**STATED GOAL**
Find the line that contains "safety helmet and record the coordinates." in the entries below. Output it and each later line exactly, and nothing else.

Point labeling dataset excerpts
________________

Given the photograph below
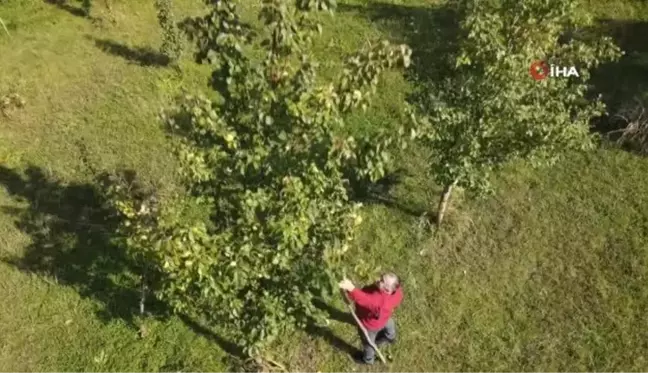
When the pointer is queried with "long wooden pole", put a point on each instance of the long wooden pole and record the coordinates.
(362, 328)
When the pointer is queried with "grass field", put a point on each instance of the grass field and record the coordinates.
(547, 275)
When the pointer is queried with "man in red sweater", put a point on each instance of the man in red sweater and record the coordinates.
(374, 307)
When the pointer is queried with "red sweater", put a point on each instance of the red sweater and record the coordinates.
(374, 307)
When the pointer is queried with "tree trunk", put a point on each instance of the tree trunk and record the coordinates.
(443, 202)
(142, 295)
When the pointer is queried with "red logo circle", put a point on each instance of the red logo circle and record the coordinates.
(539, 70)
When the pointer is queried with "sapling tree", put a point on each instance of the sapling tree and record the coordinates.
(171, 38)
(265, 160)
(488, 110)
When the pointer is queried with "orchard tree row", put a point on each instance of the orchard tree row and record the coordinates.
(268, 160)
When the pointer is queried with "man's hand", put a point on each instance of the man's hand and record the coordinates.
(346, 284)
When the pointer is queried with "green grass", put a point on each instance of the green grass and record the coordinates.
(547, 275)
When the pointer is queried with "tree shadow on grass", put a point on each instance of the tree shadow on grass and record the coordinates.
(71, 231)
(380, 192)
(624, 82)
(144, 56)
(63, 5)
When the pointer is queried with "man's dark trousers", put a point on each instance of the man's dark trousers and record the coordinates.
(379, 337)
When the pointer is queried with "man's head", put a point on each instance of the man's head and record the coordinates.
(389, 282)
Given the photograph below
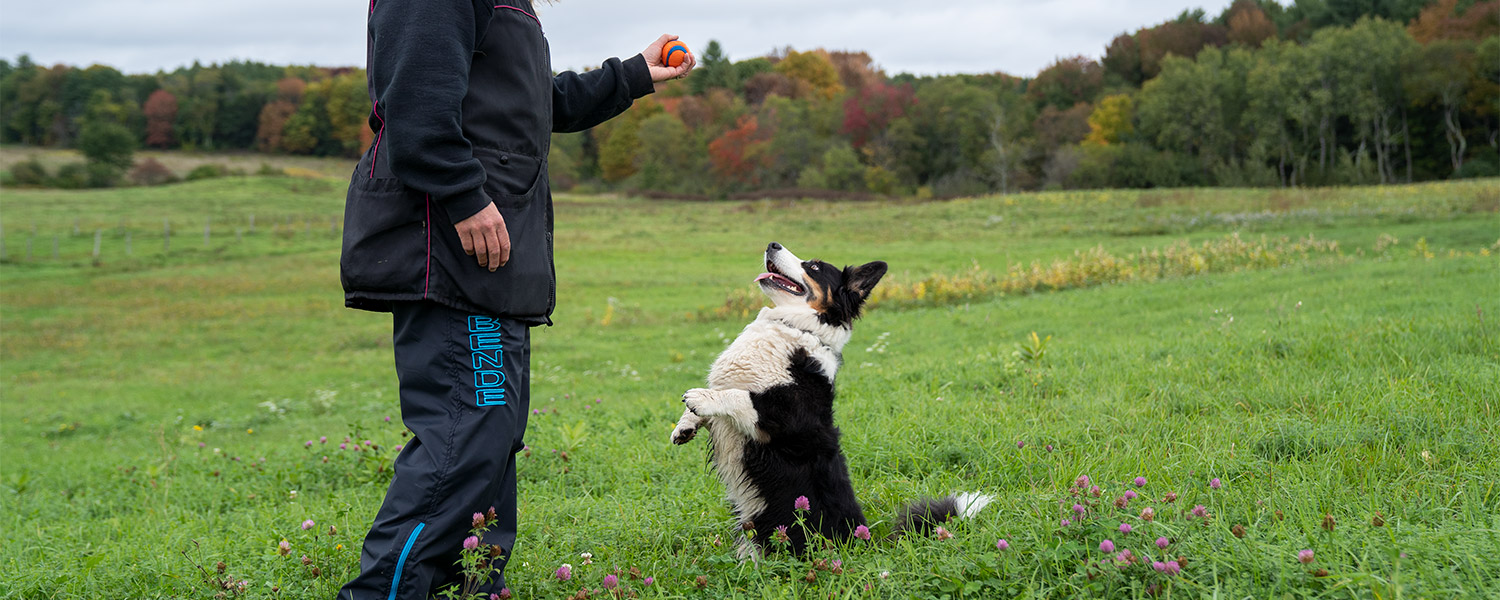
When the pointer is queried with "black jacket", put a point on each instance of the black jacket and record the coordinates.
(464, 107)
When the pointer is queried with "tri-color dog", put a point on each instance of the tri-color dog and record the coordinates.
(770, 408)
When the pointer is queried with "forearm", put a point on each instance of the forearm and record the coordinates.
(581, 101)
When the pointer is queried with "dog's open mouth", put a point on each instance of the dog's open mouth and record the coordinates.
(780, 281)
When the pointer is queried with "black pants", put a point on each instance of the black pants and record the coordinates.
(464, 393)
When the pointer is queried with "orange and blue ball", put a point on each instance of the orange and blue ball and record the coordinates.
(674, 54)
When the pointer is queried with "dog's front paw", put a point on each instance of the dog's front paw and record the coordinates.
(683, 435)
(701, 402)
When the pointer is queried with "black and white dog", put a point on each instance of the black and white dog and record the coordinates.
(770, 408)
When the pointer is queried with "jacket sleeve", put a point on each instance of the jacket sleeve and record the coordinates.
(419, 66)
(581, 101)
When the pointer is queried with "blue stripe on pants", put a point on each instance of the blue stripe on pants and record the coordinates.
(401, 563)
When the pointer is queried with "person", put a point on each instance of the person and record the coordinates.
(449, 228)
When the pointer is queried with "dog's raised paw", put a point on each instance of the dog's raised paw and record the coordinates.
(683, 435)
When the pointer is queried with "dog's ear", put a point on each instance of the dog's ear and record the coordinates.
(863, 278)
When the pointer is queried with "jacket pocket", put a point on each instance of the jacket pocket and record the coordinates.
(510, 177)
(384, 237)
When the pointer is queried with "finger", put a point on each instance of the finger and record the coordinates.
(467, 242)
(494, 258)
(504, 242)
(480, 248)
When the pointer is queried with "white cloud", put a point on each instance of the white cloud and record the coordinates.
(902, 36)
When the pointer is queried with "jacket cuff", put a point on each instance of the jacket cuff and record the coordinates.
(638, 77)
(464, 206)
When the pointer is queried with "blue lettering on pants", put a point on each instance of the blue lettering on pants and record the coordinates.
(486, 356)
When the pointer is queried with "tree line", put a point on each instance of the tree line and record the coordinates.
(1308, 93)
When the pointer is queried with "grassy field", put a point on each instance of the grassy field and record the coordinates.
(158, 404)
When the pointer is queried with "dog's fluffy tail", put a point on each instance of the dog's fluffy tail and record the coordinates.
(923, 515)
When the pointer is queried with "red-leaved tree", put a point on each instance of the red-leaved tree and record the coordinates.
(873, 108)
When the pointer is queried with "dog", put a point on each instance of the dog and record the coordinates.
(770, 411)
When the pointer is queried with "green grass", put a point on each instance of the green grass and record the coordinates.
(1350, 386)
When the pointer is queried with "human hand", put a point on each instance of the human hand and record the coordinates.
(485, 236)
(662, 72)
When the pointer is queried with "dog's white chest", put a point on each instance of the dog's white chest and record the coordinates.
(761, 357)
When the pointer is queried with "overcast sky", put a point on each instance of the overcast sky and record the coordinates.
(929, 38)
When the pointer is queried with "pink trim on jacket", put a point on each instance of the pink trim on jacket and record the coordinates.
(381, 132)
(524, 12)
(426, 278)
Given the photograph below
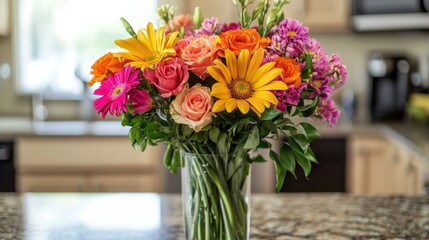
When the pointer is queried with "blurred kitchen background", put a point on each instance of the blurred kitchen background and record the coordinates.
(52, 140)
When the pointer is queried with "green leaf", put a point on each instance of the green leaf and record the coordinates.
(303, 162)
(264, 144)
(302, 141)
(214, 134)
(259, 159)
(187, 130)
(310, 131)
(287, 158)
(152, 126)
(308, 110)
(168, 155)
(156, 135)
(223, 145)
(270, 114)
(143, 145)
(267, 127)
(308, 68)
(176, 161)
(253, 139)
(280, 171)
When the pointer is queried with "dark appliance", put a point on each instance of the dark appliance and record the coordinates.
(7, 166)
(390, 15)
(390, 86)
(327, 176)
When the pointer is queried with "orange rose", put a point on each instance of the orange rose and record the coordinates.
(104, 66)
(240, 39)
(198, 53)
(291, 71)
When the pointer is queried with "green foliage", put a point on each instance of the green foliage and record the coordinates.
(268, 14)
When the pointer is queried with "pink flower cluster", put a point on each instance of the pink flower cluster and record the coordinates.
(291, 39)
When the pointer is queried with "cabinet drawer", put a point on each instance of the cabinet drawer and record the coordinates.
(84, 152)
(90, 183)
(51, 183)
(125, 183)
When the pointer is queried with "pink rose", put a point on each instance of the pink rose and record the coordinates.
(193, 107)
(169, 77)
(198, 53)
(140, 101)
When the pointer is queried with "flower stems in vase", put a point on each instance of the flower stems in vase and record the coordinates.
(215, 206)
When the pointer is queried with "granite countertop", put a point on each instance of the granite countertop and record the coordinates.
(158, 216)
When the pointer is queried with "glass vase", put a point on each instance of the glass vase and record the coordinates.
(215, 196)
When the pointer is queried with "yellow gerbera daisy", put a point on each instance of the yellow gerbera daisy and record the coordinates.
(149, 48)
(244, 84)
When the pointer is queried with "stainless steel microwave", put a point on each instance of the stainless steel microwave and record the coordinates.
(387, 15)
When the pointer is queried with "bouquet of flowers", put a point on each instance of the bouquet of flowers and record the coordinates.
(213, 92)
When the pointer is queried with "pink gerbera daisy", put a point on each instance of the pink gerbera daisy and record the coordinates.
(114, 90)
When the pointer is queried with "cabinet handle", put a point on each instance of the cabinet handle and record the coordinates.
(395, 158)
(410, 168)
(4, 154)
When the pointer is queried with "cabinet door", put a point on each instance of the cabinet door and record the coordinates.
(370, 168)
(321, 15)
(124, 183)
(327, 15)
(52, 183)
(4, 17)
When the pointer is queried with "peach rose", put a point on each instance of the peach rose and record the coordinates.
(198, 53)
(169, 76)
(104, 66)
(237, 40)
(181, 21)
(193, 107)
(291, 71)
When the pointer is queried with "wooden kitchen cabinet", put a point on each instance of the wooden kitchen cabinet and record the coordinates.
(4, 18)
(382, 166)
(86, 164)
(321, 15)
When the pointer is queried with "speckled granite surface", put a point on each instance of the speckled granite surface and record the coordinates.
(154, 216)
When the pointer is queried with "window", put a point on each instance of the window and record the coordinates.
(58, 41)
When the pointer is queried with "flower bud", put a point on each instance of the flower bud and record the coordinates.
(198, 17)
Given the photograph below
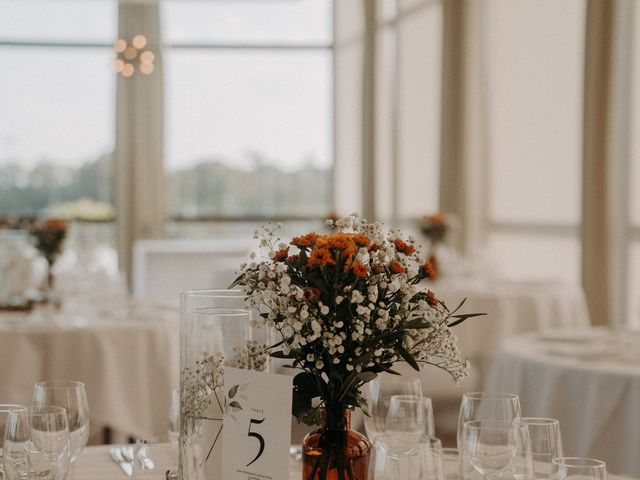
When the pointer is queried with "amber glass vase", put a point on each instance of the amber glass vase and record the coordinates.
(334, 451)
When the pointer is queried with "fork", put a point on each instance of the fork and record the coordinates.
(146, 462)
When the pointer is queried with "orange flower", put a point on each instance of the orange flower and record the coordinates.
(404, 247)
(359, 269)
(396, 267)
(320, 257)
(428, 270)
(307, 240)
(340, 241)
(281, 255)
(431, 298)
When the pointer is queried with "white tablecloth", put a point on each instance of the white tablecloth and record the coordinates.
(512, 308)
(126, 353)
(96, 464)
(589, 380)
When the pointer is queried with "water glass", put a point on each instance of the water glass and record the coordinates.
(491, 406)
(546, 443)
(379, 392)
(430, 459)
(575, 468)
(174, 417)
(406, 422)
(36, 444)
(4, 411)
(72, 396)
(491, 446)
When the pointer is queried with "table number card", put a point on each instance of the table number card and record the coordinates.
(257, 425)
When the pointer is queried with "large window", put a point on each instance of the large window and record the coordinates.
(248, 110)
(535, 55)
(57, 117)
(57, 91)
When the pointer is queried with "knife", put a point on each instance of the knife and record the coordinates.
(117, 457)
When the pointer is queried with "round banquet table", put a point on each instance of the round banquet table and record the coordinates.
(589, 379)
(126, 353)
(512, 308)
(96, 464)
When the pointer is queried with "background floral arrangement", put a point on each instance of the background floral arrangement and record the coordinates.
(347, 306)
(435, 227)
(49, 235)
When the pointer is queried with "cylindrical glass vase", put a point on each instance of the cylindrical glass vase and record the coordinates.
(214, 331)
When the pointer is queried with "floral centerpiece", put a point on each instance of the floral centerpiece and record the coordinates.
(49, 235)
(436, 227)
(347, 306)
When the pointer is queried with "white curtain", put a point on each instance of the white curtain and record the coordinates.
(139, 175)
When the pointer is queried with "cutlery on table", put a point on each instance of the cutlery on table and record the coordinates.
(116, 455)
(128, 454)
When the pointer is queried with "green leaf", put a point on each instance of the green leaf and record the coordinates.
(237, 281)
(305, 381)
(233, 390)
(416, 324)
(404, 353)
(281, 354)
(461, 318)
(365, 377)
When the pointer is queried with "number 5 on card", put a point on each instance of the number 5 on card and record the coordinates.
(257, 425)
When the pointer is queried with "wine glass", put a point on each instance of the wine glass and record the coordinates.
(430, 459)
(72, 396)
(546, 443)
(379, 393)
(406, 422)
(490, 445)
(36, 443)
(575, 468)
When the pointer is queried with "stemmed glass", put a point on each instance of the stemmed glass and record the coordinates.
(490, 445)
(36, 443)
(546, 443)
(574, 468)
(71, 396)
(379, 393)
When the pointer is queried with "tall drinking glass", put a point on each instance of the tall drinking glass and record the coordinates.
(546, 443)
(214, 331)
(71, 396)
(574, 468)
(4, 411)
(405, 422)
(36, 444)
(379, 392)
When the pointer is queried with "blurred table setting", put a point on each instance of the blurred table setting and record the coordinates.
(512, 308)
(125, 350)
(589, 378)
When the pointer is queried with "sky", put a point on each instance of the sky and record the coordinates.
(59, 103)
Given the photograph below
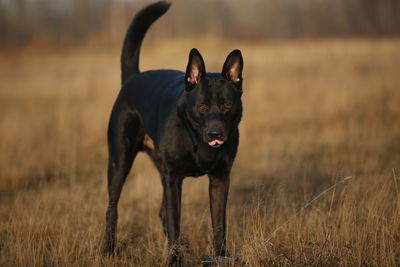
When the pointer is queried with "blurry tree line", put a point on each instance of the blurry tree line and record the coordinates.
(73, 21)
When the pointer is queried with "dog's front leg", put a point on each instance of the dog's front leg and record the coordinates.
(173, 192)
(218, 190)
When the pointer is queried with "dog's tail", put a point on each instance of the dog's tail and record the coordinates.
(134, 37)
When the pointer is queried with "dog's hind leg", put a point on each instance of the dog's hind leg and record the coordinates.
(125, 139)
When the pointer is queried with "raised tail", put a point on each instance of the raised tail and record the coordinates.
(134, 37)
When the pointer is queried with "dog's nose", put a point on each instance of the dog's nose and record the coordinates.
(214, 134)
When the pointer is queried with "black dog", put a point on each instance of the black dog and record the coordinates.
(186, 122)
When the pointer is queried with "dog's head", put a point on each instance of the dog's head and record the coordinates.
(212, 101)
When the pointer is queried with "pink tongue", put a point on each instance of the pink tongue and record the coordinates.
(215, 142)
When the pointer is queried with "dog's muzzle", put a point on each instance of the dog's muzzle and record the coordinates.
(215, 138)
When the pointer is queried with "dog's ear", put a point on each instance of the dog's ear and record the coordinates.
(195, 70)
(233, 67)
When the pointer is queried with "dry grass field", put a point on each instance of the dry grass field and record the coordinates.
(316, 181)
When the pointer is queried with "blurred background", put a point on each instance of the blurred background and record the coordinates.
(316, 179)
(70, 22)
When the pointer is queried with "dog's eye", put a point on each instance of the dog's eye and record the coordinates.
(227, 105)
(202, 107)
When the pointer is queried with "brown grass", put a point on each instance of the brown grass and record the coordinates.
(316, 112)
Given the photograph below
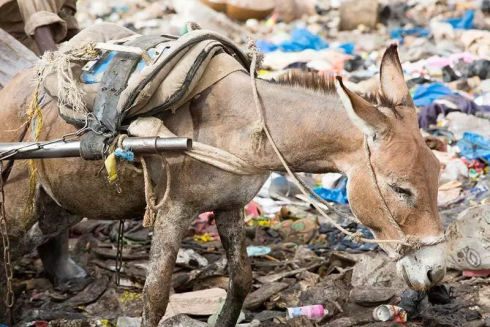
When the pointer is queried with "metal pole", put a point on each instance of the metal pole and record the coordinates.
(139, 145)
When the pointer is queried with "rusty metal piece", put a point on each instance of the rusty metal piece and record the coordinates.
(9, 300)
(65, 149)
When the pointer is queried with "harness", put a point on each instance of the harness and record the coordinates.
(143, 68)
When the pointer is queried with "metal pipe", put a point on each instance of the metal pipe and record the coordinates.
(68, 149)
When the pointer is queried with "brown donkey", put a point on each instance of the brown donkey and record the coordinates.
(318, 128)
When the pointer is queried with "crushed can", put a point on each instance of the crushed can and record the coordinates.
(309, 311)
(390, 313)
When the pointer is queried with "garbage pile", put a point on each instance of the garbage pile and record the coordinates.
(306, 273)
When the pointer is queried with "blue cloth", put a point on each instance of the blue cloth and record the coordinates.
(465, 22)
(348, 47)
(266, 46)
(338, 194)
(474, 146)
(398, 33)
(428, 114)
(301, 39)
(124, 154)
(425, 94)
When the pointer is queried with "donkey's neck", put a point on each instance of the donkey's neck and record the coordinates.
(311, 129)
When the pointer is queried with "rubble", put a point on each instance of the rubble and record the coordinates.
(298, 259)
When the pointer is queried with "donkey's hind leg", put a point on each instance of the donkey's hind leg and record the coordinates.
(231, 230)
(62, 271)
(171, 225)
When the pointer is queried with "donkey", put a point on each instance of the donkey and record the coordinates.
(317, 126)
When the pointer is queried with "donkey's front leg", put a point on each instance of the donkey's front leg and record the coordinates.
(170, 227)
(232, 233)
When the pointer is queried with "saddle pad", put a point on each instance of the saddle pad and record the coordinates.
(179, 69)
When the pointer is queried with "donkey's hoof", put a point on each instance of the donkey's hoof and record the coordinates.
(73, 285)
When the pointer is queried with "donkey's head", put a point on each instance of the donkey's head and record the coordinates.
(405, 170)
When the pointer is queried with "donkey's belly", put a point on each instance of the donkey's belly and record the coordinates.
(82, 188)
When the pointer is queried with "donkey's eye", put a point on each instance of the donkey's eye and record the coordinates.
(400, 190)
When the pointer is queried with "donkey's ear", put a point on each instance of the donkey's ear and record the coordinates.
(391, 78)
(363, 114)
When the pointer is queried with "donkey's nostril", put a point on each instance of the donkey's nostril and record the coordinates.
(436, 275)
(429, 275)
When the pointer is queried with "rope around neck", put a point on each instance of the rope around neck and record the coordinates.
(402, 244)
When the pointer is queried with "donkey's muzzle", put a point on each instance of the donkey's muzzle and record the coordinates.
(424, 268)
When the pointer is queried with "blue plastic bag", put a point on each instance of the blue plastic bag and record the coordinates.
(465, 22)
(474, 146)
(397, 33)
(302, 39)
(338, 194)
(427, 93)
(348, 47)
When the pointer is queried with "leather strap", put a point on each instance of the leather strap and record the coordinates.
(115, 80)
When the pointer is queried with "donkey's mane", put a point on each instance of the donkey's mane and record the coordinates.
(307, 80)
(326, 84)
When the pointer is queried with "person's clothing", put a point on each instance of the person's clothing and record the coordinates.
(20, 18)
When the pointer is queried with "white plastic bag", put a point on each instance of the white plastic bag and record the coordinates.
(468, 240)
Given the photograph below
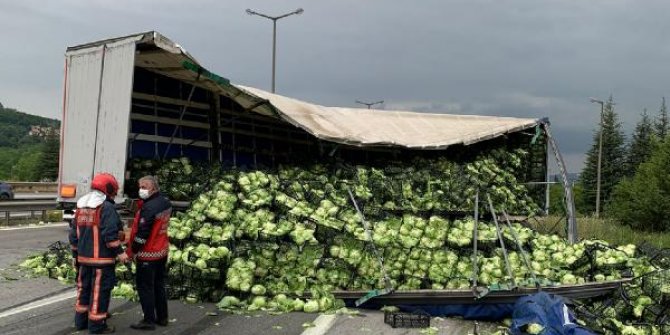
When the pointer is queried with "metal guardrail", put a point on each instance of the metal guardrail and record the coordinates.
(22, 186)
(32, 206)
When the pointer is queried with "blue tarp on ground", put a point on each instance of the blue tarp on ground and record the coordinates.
(547, 310)
(484, 312)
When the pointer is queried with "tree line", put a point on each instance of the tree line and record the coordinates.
(24, 157)
(635, 182)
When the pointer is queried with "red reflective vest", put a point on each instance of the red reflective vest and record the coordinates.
(158, 243)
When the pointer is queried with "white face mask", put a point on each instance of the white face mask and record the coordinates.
(144, 193)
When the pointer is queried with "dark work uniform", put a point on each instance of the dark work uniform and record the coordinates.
(150, 244)
(94, 239)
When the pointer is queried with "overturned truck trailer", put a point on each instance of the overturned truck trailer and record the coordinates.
(144, 96)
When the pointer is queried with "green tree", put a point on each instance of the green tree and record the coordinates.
(641, 144)
(613, 159)
(661, 124)
(25, 168)
(47, 166)
(643, 202)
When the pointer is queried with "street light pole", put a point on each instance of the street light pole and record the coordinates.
(274, 35)
(370, 104)
(600, 154)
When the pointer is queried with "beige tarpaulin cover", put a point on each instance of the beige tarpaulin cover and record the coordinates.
(353, 126)
(357, 126)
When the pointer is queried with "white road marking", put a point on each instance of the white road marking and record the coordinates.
(48, 225)
(39, 303)
(321, 325)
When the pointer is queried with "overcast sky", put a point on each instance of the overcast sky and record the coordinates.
(524, 58)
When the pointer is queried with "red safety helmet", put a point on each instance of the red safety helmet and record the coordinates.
(105, 183)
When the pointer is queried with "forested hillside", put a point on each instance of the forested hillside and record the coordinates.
(25, 156)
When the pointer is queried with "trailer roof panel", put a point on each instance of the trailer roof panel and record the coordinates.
(351, 126)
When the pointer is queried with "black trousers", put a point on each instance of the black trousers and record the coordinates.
(94, 290)
(150, 279)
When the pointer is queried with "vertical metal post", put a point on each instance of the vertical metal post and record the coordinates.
(274, 51)
(600, 158)
(501, 240)
(474, 244)
(567, 188)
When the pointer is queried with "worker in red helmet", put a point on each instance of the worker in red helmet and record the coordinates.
(94, 239)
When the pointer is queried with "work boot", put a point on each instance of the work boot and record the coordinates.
(107, 330)
(143, 325)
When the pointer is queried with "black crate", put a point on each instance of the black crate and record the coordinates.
(418, 319)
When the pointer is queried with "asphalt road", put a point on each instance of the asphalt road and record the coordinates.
(34, 196)
(44, 306)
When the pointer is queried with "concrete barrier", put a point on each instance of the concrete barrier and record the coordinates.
(33, 187)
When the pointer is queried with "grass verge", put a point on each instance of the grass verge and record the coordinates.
(603, 229)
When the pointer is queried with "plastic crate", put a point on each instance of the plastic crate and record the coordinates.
(407, 320)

________________

**TASK RESULT**
When the pointer is queried with "red safety helmet", put a point on each instance of the red safety helmet and record the coordinates.
(105, 183)
When the pointer is queried with "forested hillside", put a point on each instance of the forested hillside and record the coordinates.
(25, 156)
When the pointer is queried with "trailer roof panel", put a point on each instance of the trailer roof panel and record the coordinates.
(351, 126)
When the pointer is queried with "black trousers", put a point on each instance of the black trousers and record the coordinates.
(94, 290)
(150, 279)
When the pointer is queried with "vertical metal post", put a point on each instance of the vertical metal post and record the coordinates.
(274, 51)
(600, 158)
(501, 240)
(474, 244)
(567, 188)
When the pointer is queried with "worker in red helmet", put a point on each instance of the worker in red helmet and record the coordinates.
(94, 239)
When the pointer is queried with "work boot", put a point on each instance of the work boot and record the coordinates.
(107, 330)
(143, 325)
When the pointer is queried with "black crate", put a point on each instance of the black crate and record the coordinates.
(418, 319)
When the pointer is queried with "asphalt road", put a point on each instance of the asphalt road and record the coordinates.
(34, 196)
(44, 306)
When the pointer is queried with "concrete barrier", put a point on each instance of the concrete barrier and record the coordinates.
(33, 187)
When the pointer is queried with "grass verge", put a point on each instance of the grass verge and record the coordinates.
(603, 229)
When the pointer is queried with "plastic crate", put a point on each instance of the plastic crate and record the coordinates.
(407, 320)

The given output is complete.